Text for analysis –
§ §

United States Shadow Senator from the Southwest Territory
- In office March 30, 1796 – August 2, 1796
- Preceded by: Seat established
- Succeeded by: Himself (U.S. Senator from Tennessee)

Member of the Mississippi House of Representatives
- In office 1813–1813

Personal details
- Born: 1748 Amelia County, Virginia, British America
- Died: August 22, 1828 (aged 79–80) Columbus, Mississippi, U.S.
- Party: Democratic-Republican

Military service
- Allegiance: United States
- Branch/service: North Carolina militia
- Years of service: c. 1776
- Battles/wars: American Revolutionary War Battle of Island Flats;

= William Cocke =

American politician (1748–1828)

William Cocke (1748 – August 22, 1828) was an American lawyer, pioneer, and statesman. He has the distinction of having served in the state legislatures of four different states: Virginia, North Carolina, Tennessee, and Mississippi, and was one of the first two United States senators for Tennessee.

==Early life and education==
Cocke was born in Amelia County, Virginia in 1748. He was of English descent. He was the sixth of ten or eleven children of Abraham (c.1695–1760) and Mary (Batte) Cocke. He was educated at home before reading law, and was admitted to the bar in Virginia. He owned four large plantations in Brunswick County, Virginia, operated with enslaved labor before Cocke moved to Tennessee. He owned slaves.

§ §

Supplied information –

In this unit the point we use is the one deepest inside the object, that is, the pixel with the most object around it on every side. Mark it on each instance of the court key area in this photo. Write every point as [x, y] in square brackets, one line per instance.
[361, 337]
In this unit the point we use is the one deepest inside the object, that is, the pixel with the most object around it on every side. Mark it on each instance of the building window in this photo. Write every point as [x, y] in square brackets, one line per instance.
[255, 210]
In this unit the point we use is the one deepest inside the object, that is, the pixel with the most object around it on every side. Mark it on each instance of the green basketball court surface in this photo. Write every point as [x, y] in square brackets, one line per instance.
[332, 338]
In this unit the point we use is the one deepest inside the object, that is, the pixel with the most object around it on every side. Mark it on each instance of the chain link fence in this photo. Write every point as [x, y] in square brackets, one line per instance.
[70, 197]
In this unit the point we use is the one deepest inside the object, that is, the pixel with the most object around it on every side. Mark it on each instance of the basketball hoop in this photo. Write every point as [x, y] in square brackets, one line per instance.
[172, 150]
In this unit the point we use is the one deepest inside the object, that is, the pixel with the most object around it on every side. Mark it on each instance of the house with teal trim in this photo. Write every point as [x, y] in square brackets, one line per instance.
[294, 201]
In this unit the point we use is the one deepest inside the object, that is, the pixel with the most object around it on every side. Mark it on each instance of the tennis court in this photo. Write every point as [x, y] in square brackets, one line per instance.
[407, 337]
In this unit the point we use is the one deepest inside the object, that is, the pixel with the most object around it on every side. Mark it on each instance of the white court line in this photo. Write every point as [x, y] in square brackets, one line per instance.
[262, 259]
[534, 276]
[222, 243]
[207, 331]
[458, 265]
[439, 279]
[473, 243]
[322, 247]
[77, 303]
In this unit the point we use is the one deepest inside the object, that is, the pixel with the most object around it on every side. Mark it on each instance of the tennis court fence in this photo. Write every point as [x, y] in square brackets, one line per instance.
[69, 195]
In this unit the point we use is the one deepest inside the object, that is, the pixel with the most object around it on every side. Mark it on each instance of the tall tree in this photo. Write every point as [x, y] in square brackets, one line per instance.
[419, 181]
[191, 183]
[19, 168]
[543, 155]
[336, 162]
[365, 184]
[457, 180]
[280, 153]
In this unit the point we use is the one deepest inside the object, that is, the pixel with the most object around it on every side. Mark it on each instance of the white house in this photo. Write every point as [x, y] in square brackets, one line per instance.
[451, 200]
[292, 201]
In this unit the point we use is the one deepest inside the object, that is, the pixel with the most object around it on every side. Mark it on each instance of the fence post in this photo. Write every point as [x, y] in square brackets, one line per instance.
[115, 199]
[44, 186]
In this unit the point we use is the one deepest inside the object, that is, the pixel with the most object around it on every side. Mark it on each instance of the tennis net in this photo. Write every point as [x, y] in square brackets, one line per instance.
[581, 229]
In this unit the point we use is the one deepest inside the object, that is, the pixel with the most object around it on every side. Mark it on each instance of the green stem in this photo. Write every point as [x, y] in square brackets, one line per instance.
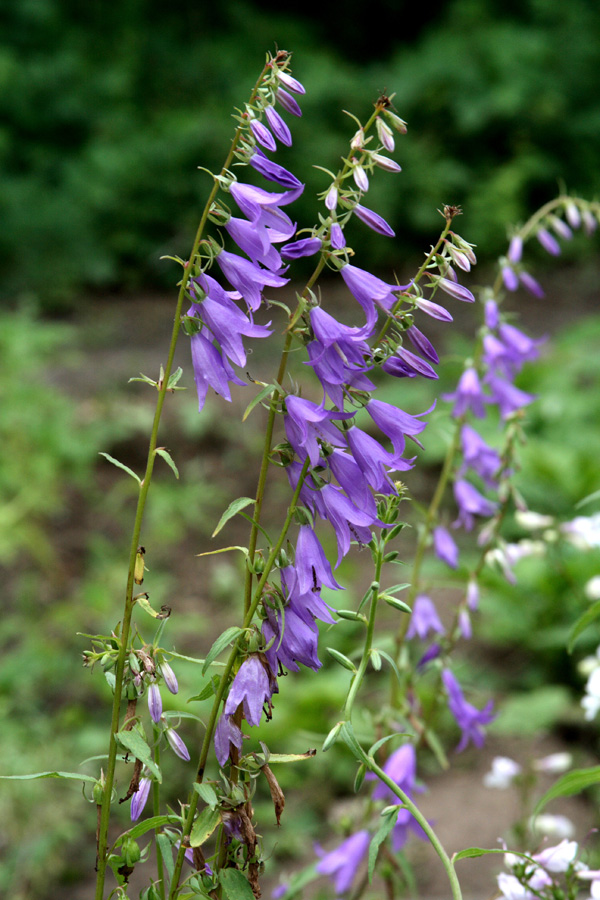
[420, 818]
[109, 777]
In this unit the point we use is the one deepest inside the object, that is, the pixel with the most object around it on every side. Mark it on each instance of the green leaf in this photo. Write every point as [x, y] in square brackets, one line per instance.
[343, 660]
[204, 826]
[135, 743]
[589, 616]
[235, 885]
[147, 825]
[219, 645]
[473, 852]
[75, 776]
[207, 792]
[168, 459]
[572, 783]
[389, 820]
[164, 843]
[266, 391]
[232, 510]
[119, 465]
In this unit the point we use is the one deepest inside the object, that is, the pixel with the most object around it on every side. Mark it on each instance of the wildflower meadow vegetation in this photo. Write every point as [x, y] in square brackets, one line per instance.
[343, 570]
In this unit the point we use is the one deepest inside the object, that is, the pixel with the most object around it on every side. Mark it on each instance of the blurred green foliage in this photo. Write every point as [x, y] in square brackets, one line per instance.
[106, 115]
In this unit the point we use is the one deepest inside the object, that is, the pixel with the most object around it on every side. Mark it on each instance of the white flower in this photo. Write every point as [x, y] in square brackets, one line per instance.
[554, 763]
[502, 773]
[558, 858]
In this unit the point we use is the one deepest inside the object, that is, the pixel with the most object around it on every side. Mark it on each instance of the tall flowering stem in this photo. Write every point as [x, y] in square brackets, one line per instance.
[124, 635]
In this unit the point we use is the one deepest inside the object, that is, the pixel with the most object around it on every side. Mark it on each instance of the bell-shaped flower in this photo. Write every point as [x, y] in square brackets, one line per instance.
[252, 687]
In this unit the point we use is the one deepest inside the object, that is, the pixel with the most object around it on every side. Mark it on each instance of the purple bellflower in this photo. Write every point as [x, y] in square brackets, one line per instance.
[424, 619]
[253, 686]
[342, 863]
[469, 719]
[445, 547]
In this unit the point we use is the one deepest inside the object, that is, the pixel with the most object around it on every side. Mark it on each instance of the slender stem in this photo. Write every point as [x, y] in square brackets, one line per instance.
[145, 485]
[420, 818]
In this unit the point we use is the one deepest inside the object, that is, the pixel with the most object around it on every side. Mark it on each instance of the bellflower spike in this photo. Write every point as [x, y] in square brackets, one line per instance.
[278, 126]
[177, 745]
[548, 242]
[469, 719]
[342, 863]
[470, 503]
[424, 619]
[468, 396]
[288, 102]
[140, 798]
[374, 221]
[253, 686]
[262, 135]
[154, 703]
[395, 423]
[304, 247]
[445, 547]
[274, 172]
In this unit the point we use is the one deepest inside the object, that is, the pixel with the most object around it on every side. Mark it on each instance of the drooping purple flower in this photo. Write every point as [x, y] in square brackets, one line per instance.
[531, 285]
[248, 278]
[433, 309]
[253, 686]
[374, 221]
[211, 369]
[140, 798]
[396, 424]
[177, 745]
[274, 172]
[154, 702]
[253, 239]
[480, 457]
[469, 719]
[401, 767]
[424, 619]
[338, 241]
[306, 423]
[290, 82]
[343, 862]
[470, 503]
[227, 734]
[288, 102]
[303, 247]
[422, 344]
[445, 547]
[515, 249]
[458, 291]
[312, 566]
[468, 395]
[278, 126]
[262, 135]
[548, 242]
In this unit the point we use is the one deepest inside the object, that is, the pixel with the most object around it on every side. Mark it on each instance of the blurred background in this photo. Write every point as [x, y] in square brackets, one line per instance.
[107, 110]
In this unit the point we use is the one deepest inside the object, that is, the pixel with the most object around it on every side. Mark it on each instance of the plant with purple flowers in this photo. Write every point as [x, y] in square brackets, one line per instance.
[340, 447]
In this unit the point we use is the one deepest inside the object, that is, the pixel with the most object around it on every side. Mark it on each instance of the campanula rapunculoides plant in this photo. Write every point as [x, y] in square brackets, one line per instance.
[340, 448]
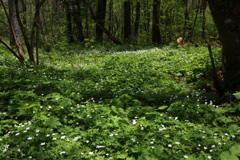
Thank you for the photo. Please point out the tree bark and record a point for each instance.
(156, 36)
(69, 21)
(226, 15)
(127, 20)
(76, 16)
(107, 32)
(137, 20)
(14, 23)
(101, 14)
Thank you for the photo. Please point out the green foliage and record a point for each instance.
(114, 104)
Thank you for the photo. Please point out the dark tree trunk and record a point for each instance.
(226, 15)
(69, 21)
(137, 20)
(76, 16)
(195, 20)
(186, 27)
(156, 36)
(14, 23)
(101, 14)
(107, 32)
(127, 20)
(204, 7)
(110, 18)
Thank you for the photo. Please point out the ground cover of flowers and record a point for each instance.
(111, 104)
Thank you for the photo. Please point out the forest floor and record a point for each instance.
(113, 103)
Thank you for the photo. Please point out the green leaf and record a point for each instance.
(53, 122)
(191, 158)
(225, 119)
(27, 106)
(162, 107)
(114, 109)
(228, 156)
(146, 123)
(220, 110)
(237, 95)
(235, 149)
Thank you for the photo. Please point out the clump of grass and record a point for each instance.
(113, 104)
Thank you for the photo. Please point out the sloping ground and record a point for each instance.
(90, 104)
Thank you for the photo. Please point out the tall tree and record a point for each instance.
(226, 15)
(156, 36)
(101, 14)
(127, 20)
(137, 20)
(105, 30)
(69, 21)
(76, 16)
(14, 23)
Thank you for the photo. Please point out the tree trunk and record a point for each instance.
(76, 16)
(156, 37)
(69, 21)
(127, 20)
(101, 14)
(14, 23)
(137, 20)
(107, 32)
(226, 15)
(110, 18)
(204, 7)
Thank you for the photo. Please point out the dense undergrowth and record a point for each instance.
(115, 103)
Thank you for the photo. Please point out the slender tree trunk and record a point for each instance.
(76, 15)
(186, 27)
(69, 21)
(110, 18)
(137, 20)
(204, 7)
(127, 20)
(101, 14)
(226, 15)
(42, 27)
(14, 23)
(156, 36)
(195, 20)
(107, 32)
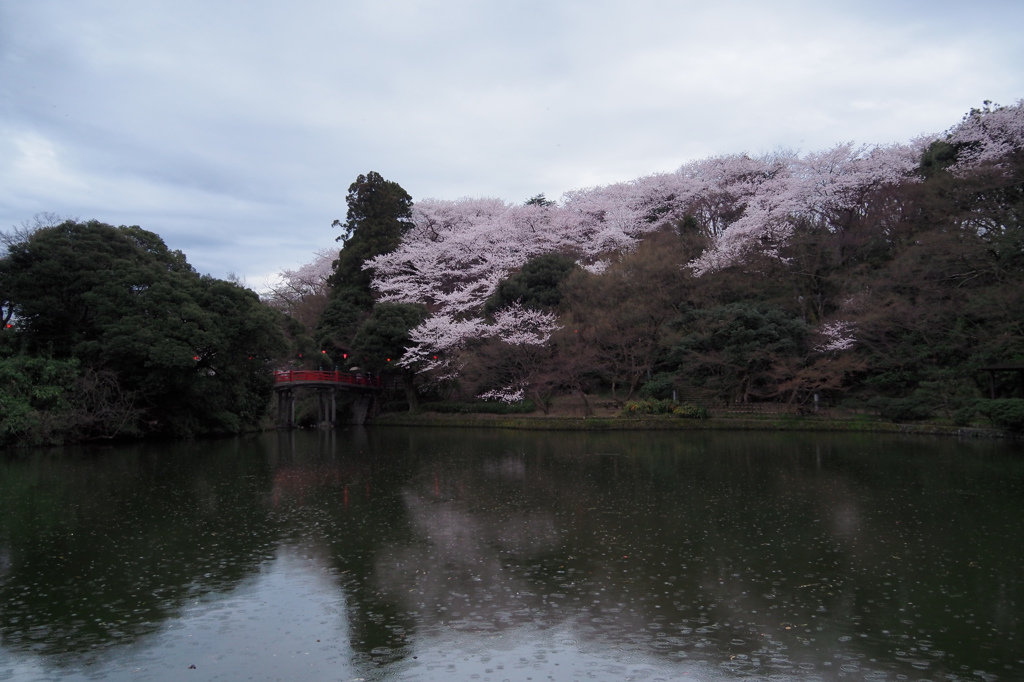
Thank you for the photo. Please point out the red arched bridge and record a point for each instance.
(327, 385)
(294, 377)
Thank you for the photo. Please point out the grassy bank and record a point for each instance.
(609, 423)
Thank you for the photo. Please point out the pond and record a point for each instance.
(466, 554)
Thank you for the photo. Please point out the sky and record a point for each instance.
(232, 128)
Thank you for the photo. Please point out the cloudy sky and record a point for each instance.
(232, 128)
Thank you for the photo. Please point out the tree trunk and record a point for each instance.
(409, 383)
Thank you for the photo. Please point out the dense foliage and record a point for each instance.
(883, 278)
(111, 334)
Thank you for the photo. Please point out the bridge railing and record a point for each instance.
(293, 376)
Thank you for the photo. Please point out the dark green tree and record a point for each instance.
(380, 212)
(382, 340)
(190, 353)
(537, 285)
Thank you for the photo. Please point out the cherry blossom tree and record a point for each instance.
(987, 135)
(302, 293)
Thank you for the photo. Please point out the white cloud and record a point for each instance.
(233, 128)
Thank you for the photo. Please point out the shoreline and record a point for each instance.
(676, 424)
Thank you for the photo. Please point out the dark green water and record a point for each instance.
(436, 554)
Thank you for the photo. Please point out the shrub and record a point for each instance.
(684, 410)
(494, 408)
(913, 408)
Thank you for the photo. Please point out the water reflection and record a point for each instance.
(446, 554)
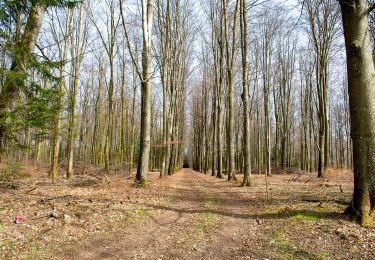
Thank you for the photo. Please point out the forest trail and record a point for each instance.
(185, 216)
(201, 219)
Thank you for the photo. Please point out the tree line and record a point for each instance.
(232, 86)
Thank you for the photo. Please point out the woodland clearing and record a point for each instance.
(185, 216)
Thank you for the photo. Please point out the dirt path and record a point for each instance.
(186, 216)
(197, 220)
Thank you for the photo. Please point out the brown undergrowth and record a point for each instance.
(185, 216)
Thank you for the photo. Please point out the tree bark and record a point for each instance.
(361, 88)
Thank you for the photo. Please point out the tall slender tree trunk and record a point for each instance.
(361, 88)
(144, 154)
(73, 96)
(57, 122)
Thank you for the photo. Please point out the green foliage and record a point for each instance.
(13, 170)
(38, 96)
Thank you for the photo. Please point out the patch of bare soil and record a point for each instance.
(185, 216)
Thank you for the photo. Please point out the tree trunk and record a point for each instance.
(361, 88)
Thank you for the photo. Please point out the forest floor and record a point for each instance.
(186, 216)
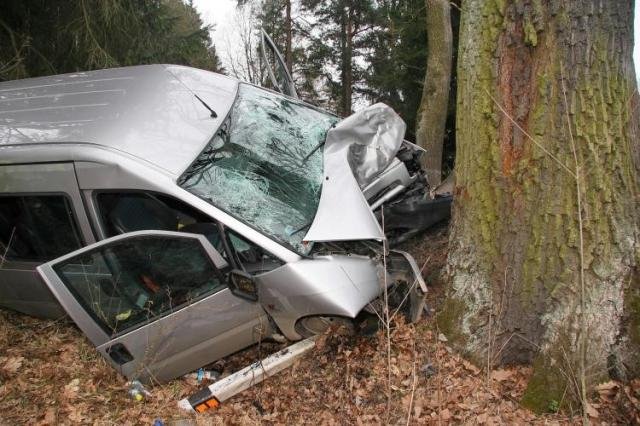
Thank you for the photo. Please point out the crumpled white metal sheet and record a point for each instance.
(356, 150)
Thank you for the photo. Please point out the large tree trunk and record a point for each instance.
(544, 245)
(432, 114)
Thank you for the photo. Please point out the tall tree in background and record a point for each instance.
(544, 246)
(432, 115)
(42, 37)
(341, 42)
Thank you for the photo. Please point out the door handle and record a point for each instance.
(119, 354)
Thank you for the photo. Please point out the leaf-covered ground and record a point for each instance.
(50, 374)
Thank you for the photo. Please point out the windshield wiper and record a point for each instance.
(301, 229)
(213, 113)
(313, 151)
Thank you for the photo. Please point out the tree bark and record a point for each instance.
(289, 34)
(544, 246)
(346, 69)
(432, 114)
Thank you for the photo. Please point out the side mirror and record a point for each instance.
(243, 285)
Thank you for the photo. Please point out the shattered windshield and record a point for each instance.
(264, 166)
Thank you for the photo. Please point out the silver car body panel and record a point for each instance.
(139, 128)
(324, 285)
(149, 112)
(356, 151)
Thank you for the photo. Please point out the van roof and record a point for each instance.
(147, 111)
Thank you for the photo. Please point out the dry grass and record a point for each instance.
(50, 374)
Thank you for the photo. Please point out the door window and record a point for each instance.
(123, 212)
(250, 257)
(131, 281)
(36, 228)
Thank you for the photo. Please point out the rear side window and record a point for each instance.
(37, 228)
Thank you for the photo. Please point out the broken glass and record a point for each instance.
(261, 166)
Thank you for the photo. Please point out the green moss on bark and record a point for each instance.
(547, 388)
(449, 321)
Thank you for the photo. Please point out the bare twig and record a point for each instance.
(583, 325)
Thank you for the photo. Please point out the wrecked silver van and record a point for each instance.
(178, 216)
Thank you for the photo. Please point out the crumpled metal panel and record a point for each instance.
(356, 150)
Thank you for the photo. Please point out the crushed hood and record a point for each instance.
(356, 150)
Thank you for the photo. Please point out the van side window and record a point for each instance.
(37, 228)
(129, 282)
(122, 212)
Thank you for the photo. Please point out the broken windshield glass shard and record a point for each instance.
(254, 167)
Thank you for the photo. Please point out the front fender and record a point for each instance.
(335, 285)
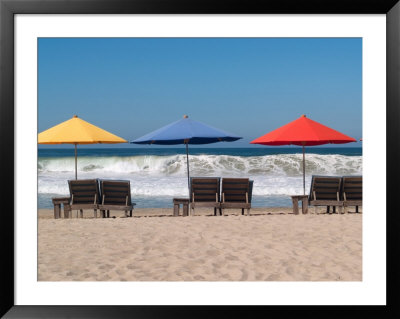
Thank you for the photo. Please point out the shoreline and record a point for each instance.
(47, 213)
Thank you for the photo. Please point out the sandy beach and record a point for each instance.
(269, 245)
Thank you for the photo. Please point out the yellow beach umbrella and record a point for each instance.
(77, 131)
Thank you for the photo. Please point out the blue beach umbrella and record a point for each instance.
(186, 131)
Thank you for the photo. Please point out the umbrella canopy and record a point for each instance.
(303, 132)
(77, 131)
(186, 131)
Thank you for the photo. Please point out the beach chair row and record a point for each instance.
(220, 194)
(102, 195)
(336, 191)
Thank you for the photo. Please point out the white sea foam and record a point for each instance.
(153, 176)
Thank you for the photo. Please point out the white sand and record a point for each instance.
(269, 245)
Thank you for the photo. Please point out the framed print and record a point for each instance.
(129, 57)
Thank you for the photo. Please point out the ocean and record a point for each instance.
(159, 174)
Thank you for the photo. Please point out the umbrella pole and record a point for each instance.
(76, 164)
(304, 172)
(187, 164)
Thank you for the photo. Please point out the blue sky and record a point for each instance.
(247, 86)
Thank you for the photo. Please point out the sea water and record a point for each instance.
(158, 174)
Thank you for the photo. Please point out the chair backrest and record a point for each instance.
(84, 191)
(235, 189)
(114, 192)
(352, 187)
(204, 189)
(325, 187)
(250, 190)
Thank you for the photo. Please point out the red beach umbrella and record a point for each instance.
(303, 132)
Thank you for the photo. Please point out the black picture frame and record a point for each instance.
(8, 8)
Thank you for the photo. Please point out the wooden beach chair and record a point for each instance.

§ §

Study questions –
a) Rewrite the paragraph of the William Cocke biography that begins "Cocke was born in Amelia County" as a short list, keeping its main facts.
b) Please duplicate the part of the William Cocke biography that begins at the words "Member of the" and stops after the words "Columbus, Mississippi, U.S.".
Work from the William Cocke biography alone.

Task-by-task solutions –
a)
- Born in 1748 in Amelia County, Virginia; of English descent.
- Sixth of ten or eleven children of Abraham (c.1695–1760) and Mary (Batte) Cocke.
- Educated at home, then read law and was admitted to the Virginia bar.
- Owned slaves and four large plantations in Brunswick County, Virginia, worked with enslaved labor, before moving to Tennessee.

b)
Member of the Mississippi House of Representatives
- In office 1813–1813

Personal details
- Born: 1748 Amelia County, Virginia, British America
- Died: August 22, 1828 (aged 79–80) Columbus, Mississippi, U.S.